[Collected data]
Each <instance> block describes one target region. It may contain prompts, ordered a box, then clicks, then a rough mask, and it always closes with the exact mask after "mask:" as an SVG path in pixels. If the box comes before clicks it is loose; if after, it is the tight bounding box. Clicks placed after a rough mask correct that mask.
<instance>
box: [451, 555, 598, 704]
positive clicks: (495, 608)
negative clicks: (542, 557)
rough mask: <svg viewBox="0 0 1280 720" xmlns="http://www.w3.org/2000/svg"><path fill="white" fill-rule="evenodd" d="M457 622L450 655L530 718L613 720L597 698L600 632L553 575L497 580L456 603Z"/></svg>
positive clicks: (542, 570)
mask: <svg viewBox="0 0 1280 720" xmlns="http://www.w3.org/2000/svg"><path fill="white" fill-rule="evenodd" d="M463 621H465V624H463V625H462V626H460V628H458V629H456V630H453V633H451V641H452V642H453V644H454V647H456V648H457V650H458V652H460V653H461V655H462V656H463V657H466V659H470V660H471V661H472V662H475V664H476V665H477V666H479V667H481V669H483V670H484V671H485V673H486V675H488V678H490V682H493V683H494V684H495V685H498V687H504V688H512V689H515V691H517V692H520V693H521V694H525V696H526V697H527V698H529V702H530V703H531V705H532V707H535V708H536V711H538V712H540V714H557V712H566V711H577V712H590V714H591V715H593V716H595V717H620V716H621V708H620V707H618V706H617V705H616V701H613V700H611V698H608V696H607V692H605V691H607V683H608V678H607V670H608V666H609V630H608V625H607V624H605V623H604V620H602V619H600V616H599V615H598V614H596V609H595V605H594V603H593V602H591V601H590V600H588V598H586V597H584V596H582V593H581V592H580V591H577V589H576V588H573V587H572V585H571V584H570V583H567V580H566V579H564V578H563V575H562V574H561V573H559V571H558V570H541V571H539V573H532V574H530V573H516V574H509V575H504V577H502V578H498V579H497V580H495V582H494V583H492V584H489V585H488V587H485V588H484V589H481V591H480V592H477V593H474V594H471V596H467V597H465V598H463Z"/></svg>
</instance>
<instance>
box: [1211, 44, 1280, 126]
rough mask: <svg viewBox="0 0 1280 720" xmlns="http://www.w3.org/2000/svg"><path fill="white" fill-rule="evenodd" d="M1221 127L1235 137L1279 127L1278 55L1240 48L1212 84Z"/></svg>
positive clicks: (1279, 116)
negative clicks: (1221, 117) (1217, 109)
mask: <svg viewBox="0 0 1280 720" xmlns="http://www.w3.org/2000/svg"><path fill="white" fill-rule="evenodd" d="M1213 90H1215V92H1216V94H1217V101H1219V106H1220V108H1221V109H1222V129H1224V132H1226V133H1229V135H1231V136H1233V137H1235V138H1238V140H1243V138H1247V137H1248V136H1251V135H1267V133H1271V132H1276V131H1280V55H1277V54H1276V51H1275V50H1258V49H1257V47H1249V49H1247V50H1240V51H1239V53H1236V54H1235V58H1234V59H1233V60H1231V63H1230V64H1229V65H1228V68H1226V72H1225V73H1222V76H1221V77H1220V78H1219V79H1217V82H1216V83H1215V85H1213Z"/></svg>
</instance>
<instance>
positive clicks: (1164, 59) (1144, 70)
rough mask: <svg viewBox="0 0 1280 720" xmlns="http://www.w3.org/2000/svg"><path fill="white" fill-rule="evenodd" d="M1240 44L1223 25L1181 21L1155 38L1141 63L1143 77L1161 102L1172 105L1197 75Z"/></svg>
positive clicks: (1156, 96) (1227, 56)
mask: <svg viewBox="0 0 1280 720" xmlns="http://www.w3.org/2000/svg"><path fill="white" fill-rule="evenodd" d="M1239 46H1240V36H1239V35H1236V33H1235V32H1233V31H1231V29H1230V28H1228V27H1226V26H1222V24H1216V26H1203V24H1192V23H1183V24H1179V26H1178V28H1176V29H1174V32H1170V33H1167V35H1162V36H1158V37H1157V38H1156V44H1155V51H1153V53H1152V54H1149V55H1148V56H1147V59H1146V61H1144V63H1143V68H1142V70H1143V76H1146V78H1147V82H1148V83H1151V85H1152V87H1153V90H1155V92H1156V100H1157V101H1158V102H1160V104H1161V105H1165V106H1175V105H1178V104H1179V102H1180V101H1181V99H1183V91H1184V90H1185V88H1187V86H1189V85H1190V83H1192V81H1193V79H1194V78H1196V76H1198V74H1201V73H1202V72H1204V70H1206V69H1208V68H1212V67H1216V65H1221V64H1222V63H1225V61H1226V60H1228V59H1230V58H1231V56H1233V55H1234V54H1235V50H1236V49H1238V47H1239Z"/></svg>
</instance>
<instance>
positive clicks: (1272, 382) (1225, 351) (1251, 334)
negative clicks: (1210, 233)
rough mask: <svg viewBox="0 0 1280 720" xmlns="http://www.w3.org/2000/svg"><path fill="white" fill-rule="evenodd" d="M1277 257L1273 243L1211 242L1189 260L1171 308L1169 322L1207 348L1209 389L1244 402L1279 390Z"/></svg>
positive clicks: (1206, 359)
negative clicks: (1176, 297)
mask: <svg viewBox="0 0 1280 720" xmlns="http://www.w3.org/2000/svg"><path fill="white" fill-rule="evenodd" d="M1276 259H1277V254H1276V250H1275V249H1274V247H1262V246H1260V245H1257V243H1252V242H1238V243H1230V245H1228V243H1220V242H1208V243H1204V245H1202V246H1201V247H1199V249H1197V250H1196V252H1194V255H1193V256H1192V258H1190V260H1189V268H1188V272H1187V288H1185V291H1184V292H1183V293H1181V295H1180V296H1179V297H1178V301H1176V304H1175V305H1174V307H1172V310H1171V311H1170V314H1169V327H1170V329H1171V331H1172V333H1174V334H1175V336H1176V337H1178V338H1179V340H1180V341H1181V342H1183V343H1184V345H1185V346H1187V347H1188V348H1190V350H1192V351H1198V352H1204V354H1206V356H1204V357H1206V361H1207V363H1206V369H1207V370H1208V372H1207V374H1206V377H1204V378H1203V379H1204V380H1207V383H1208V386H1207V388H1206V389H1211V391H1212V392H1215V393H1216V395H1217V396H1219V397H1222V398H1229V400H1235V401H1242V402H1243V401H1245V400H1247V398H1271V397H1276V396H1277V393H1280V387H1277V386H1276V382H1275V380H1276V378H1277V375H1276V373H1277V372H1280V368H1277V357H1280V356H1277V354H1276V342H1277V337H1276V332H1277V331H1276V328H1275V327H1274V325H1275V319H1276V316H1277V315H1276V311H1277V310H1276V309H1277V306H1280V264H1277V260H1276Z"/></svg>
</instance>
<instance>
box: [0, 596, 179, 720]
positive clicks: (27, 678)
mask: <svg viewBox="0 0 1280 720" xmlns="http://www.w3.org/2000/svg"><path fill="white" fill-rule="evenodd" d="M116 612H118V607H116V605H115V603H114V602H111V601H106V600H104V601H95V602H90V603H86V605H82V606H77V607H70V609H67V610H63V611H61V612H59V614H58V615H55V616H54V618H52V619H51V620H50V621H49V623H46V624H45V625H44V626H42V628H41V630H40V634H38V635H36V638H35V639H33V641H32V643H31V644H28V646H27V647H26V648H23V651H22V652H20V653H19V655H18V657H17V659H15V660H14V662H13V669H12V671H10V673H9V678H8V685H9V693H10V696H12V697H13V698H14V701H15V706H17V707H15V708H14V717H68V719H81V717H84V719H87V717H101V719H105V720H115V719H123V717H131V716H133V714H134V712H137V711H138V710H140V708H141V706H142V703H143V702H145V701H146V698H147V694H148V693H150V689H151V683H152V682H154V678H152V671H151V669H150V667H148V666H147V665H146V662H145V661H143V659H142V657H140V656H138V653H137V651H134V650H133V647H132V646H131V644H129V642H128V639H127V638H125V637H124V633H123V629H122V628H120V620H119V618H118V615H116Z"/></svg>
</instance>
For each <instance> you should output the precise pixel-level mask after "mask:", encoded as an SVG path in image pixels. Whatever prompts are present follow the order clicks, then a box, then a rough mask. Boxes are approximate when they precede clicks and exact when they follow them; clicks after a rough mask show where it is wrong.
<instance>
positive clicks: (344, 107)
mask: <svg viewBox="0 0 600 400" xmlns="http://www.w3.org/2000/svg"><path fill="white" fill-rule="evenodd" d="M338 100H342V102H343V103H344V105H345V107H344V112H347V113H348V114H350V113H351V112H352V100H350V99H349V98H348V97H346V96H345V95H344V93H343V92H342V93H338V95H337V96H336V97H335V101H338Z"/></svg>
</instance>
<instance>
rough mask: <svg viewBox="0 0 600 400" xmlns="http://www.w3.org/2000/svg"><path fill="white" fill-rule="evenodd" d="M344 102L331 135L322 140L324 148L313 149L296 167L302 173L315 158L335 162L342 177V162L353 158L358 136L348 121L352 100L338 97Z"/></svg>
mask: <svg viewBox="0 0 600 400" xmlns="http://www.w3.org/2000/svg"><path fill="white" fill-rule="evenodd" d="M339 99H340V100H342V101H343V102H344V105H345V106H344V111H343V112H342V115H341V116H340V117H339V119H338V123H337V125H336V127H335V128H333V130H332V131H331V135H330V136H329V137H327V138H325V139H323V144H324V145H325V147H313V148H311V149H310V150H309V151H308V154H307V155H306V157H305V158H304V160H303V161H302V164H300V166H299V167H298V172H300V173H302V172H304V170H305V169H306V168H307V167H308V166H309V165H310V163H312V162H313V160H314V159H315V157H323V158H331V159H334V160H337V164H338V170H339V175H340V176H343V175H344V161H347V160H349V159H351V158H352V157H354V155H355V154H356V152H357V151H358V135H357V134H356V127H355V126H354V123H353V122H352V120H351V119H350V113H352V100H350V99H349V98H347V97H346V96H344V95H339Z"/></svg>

Description of the task: Please select every line of the entries above that contains the string "pixels", matching case exactly, and copy those lines out.

Task answer:
Each <instance> block describes one target region. It may contain prompts, ordered a box, then clicks, then a rough mask, and it always closes with the exact mask after "mask:" as an SVG path in pixels. If the box comes before clicks it is loose; if after, it is the tight bounding box. Clicks placed after a rough mask correct that mask.
For each <instance> you should output the precise pixel-level mask after "mask:", encoded as an SVG path in image pixels. Whatever prompts are present follow the order clicks, then a box, then a rough mask. Boxes are approximate when they precede clicks and exact when they follow them; clicks after a rough mask show where it is wrong.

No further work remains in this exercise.